## Task statement
Could you rewrite the material below as a Markdown table with the columns Row and Line, running from the line containing "Pick out the vanity light" through the end of the material and skipping blank lines?

══ Excerpted data

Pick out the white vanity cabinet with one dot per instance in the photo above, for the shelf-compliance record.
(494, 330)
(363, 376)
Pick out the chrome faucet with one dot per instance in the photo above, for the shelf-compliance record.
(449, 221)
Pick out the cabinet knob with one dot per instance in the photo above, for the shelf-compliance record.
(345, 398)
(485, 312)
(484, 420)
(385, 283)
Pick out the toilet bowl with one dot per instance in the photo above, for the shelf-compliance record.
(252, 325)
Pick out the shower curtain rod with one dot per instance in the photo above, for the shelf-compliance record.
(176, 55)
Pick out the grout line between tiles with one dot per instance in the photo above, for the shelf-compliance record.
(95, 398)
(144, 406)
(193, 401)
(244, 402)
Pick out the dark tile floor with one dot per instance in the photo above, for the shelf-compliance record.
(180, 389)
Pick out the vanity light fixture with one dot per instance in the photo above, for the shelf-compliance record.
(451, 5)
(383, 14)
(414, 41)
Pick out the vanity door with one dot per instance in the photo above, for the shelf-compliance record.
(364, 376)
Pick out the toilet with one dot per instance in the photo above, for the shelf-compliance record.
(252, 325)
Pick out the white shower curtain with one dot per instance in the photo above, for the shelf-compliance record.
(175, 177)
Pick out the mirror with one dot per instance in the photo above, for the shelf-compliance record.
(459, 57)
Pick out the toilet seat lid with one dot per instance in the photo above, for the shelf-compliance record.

════

## The response
| Row | Line |
|---|---|
| 1 | Pick out the vanity light fixture with one dot per instance in the photo above, for the shelf-compliance record. |
| 2 | (451, 5) |
| 3 | (383, 14) |
| 4 | (414, 41) |
| 5 | Pick out the vanity door with one dot per instance in the photo above, for the shelf-compliance record. |
| 6 | (364, 376) |
| 7 | Pick out the toilet with one dot per instance in the photo above, for the shelf-compliance record. |
| 8 | (252, 325) |
| 9 | Pick out the white shower curtain with one dot per instance in the photo above, for the shelf-compliance record. |
| 10 | (175, 177) |
| 11 | Pick out the mirror with one dot per instance in the photo above, for the shelf-compliance record. |
| 12 | (459, 57) |
| 13 | Pick out the toilet seat lid with one dot per instance in the photo above, for the shelf-compliance record. |